### Bloc de texte

= = = =

Dans le cadre de nos rendez-vous réguliers avec la CFE-CGC Funéraire et son délégué syndical Jean-François Lécuyer, nous nous sommes penchés sur la vie d’un syndicat pendant la crise sanitaire et les actions possibles en état de confinement. Cela nous semble d’autant plus pertinent lorsque ça concerne un milieu professionnel se trouvant, comme le secteur de la santé, en premier ligne. Extraits de conversations variées en milieu confiné !

= = = =

### Présentation de l'exercice
Traduisez en anglais la phrase suivante du bloc de texte ci-dessus : « Dans le cadre de nos rendez-vous réguliers avec la CFE-CGC Funéraire et son délégué syndical Jean-François Lécuyer, nous nous sommes penchés sur la vie d’un syndicat pendant la crise sanitaire et les actions possibles en état de confinement. »

= = = =

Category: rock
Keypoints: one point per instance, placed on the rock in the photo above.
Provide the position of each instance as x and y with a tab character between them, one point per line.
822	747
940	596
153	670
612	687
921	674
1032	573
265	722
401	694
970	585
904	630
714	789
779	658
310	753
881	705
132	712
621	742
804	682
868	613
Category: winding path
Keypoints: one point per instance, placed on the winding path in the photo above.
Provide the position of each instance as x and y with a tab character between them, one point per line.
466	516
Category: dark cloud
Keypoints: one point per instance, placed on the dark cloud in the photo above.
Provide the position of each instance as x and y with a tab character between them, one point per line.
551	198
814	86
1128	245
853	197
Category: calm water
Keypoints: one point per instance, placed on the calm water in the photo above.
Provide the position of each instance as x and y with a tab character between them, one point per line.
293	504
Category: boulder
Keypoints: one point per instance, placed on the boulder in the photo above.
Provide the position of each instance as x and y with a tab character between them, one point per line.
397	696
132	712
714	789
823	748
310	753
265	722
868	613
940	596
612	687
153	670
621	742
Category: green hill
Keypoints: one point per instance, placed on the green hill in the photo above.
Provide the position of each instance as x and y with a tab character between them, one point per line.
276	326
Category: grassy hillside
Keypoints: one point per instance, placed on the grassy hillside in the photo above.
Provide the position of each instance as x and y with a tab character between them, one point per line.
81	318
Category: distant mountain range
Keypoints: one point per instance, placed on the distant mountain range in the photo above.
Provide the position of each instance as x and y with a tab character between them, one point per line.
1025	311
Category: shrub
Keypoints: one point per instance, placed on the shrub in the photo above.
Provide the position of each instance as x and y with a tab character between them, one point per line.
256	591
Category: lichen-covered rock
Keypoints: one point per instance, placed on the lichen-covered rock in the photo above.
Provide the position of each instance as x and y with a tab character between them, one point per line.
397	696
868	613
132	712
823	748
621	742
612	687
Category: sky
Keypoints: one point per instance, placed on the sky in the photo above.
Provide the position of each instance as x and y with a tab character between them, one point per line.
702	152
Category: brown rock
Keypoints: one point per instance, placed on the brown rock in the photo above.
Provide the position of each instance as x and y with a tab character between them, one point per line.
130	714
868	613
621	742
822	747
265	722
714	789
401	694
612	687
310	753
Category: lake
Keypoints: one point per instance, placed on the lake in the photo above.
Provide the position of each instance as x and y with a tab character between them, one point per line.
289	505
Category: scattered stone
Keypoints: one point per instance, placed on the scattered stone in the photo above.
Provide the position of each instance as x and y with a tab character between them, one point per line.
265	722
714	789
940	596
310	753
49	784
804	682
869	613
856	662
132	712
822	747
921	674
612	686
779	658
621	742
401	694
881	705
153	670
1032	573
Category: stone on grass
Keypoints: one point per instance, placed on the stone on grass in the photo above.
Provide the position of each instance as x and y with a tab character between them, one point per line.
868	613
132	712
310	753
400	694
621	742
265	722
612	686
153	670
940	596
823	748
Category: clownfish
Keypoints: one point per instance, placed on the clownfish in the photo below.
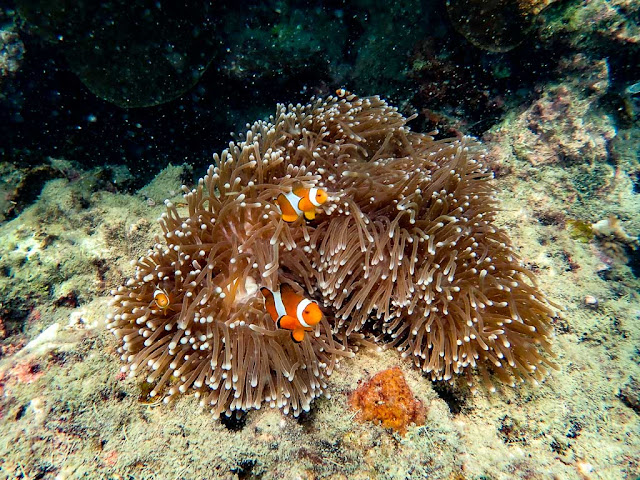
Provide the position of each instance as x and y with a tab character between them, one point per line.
301	201
291	311
162	300
342	93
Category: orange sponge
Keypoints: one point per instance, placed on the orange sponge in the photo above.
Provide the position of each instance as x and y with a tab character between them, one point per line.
387	400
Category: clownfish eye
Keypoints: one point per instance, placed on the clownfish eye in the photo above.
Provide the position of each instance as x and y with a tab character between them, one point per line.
161	299
321	196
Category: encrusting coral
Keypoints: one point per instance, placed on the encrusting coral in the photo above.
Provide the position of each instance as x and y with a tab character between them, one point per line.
403	252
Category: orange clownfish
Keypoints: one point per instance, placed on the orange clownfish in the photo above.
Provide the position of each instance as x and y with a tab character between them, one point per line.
162	300
301	201
291	311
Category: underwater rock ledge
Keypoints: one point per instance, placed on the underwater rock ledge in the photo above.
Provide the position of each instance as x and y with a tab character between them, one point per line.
403	253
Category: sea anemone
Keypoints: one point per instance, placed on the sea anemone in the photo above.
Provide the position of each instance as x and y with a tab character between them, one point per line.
404	252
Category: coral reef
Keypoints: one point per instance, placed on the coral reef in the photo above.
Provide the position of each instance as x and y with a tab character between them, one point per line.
405	248
386	399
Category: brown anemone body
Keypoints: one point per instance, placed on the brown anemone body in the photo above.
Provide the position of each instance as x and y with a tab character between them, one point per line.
405	249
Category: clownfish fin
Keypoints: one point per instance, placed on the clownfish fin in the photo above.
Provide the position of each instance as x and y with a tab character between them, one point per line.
297	335
289	212
286	289
288	323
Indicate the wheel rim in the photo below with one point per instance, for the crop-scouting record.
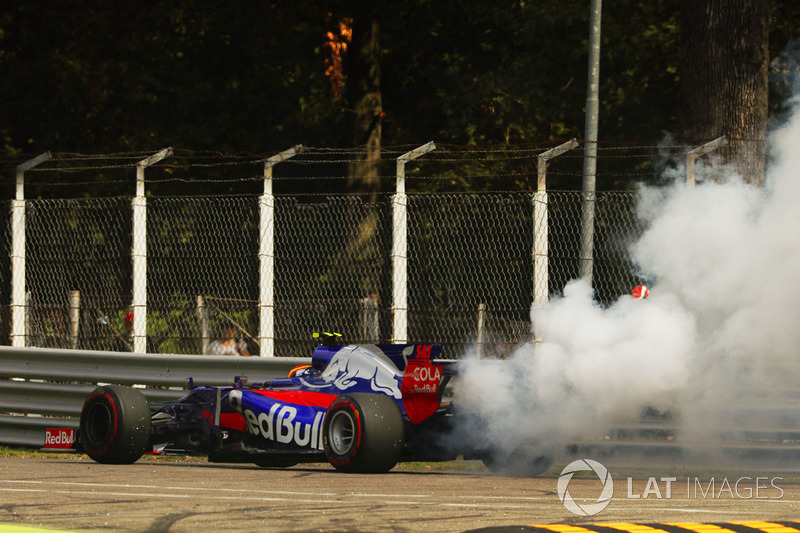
(99, 418)
(341, 432)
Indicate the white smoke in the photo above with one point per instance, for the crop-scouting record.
(721, 320)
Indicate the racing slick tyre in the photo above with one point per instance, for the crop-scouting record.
(115, 425)
(363, 433)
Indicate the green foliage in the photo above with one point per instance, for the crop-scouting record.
(100, 77)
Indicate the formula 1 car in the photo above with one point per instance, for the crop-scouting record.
(363, 408)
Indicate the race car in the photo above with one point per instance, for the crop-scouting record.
(363, 408)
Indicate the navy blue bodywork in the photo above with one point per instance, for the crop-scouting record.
(280, 422)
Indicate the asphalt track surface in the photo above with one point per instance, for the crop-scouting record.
(72, 492)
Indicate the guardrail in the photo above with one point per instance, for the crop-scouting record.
(44, 388)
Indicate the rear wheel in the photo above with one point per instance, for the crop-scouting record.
(115, 425)
(363, 433)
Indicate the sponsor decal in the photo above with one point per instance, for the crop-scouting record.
(354, 365)
(59, 438)
(420, 387)
(280, 422)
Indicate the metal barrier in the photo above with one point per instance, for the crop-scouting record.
(44, 388)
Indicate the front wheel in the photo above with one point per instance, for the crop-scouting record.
(363, 433)
(115, 425)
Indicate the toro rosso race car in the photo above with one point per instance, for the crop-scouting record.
(363, 408)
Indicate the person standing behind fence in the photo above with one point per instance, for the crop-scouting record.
(227, 344)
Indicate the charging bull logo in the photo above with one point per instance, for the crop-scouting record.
(351, 365)
(294, 425)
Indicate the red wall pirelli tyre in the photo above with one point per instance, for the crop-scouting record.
(363, 433)
(115, 425)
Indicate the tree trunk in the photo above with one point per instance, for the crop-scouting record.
(724, 83)
(363, 89)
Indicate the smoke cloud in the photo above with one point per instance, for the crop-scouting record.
(721, 322)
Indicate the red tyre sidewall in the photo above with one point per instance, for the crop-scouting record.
(110, 401)
(343, 404)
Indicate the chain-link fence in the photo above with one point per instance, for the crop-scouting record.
(471, 269)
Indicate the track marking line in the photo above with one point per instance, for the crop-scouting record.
(767, 527)
(631, 528)
(697, 527)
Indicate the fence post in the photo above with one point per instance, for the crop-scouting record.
(139, 253)
(590, 143)
(370, 330)
(266, 255)
(481, 326)
(541, 257)
(19, 303)
(700, 151)
(202, 321)
(400, 246)
(74, 317)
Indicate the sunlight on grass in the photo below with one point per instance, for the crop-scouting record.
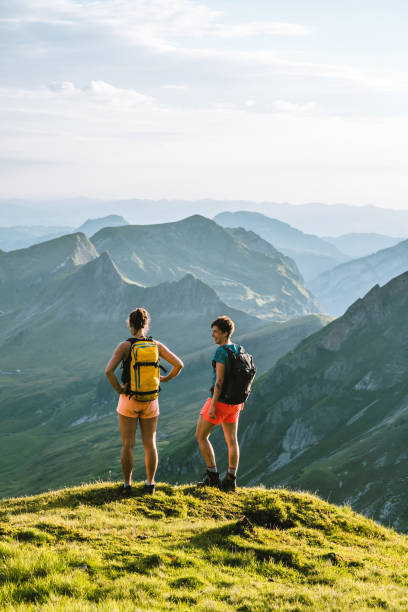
(85, 548)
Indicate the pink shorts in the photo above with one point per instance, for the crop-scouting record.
(128, 406)
(224, 413)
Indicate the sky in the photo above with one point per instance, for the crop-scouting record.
(265, 100)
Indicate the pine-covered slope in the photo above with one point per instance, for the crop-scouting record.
(332, 415)
(266, 285)
(336, 289)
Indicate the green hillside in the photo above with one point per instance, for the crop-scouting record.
(51, 419)
(260, 284)
(331, 415)
(86, 549)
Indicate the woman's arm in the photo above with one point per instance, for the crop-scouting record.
(219, 381)
(175, 361)
(119, 354)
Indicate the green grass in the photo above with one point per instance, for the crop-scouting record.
(86, 549)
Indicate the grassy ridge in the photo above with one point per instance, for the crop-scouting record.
(87, 549)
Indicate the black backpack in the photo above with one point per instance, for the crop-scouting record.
(240, 375)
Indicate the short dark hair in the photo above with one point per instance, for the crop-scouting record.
(139, 318)
(225, 324)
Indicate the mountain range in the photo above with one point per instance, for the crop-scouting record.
(360, 245)
(20, 236)
(312, 254)
(336, 289)
(63, 311)
(320, 219)
(332, 415)
(266, 285)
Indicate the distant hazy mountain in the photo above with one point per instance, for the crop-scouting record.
(320, 219)
(20, 236)
(25, 273)
(332, 415)
(360, 245)
(341, 286)
(91, 226)
(312, 254)
(263, 285)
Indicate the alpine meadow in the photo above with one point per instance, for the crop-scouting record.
(203, 306)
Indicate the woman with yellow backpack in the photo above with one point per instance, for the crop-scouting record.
(139, 393)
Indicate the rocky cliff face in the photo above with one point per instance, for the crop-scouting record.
(332, 415)
(264, 284)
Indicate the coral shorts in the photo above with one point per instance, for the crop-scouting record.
(224, 413)
(128, 406)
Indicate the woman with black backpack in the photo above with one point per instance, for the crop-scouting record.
(138, 394)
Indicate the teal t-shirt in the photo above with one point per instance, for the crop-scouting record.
(221, 355)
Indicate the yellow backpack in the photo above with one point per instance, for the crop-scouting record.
(141, 370)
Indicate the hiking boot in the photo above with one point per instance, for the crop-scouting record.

= = = =

### La réponse
As part of our regular meetings with the CFE-CGC Funéraire and its union representative Jean-François Lécuyer, we looked into the life of a union during the health crisis and the actions that are possible under lockdown.